Labels for object points:
• • • • •
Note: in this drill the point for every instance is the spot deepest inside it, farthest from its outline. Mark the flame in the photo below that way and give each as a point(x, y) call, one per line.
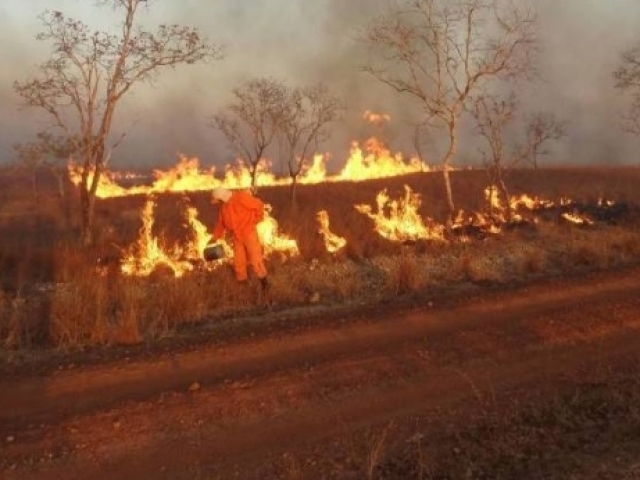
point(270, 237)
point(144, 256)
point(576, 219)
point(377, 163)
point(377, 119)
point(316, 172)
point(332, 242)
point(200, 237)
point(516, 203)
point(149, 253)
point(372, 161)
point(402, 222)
• • • • •
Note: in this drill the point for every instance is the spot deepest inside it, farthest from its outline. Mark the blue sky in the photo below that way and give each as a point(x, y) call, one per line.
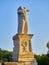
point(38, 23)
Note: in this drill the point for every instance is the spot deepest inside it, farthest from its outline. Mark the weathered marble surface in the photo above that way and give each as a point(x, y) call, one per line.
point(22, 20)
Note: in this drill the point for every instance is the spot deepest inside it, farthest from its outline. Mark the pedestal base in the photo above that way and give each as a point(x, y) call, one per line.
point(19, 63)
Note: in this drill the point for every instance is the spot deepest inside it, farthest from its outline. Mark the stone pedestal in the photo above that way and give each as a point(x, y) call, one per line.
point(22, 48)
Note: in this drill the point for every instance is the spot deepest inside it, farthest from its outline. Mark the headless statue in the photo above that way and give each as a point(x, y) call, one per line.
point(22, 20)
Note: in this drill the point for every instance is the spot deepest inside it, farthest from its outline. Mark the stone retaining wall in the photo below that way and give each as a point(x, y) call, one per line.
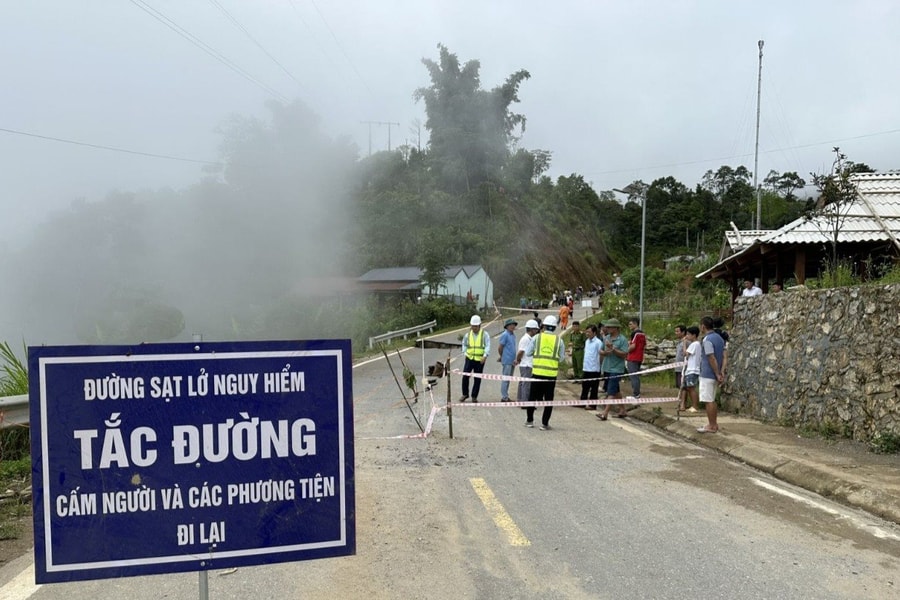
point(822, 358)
• • • • •
**Problem requirements**
Reproduce the stretch from the line containing "Mark the headless" through the line containing "point(822, 358)", swapping "drill" for "exercise" and keeping everything else unchanged. Omit the pictures from your answer.

**Reply**
Note: in this exercise the point for every instance is the spot deepest inside it, farthest from its outline. Mark the headless statue in the photo above that way and give each as a point(x, y) call, one per line.
point(22, 20)
Note: in this exercise the point for every instance is the spot deepest inside it, farthest from its outline. Mark the stone retaining wall in the photo below that way and give each as a point(x, y) call, one per line.
point(822, 358)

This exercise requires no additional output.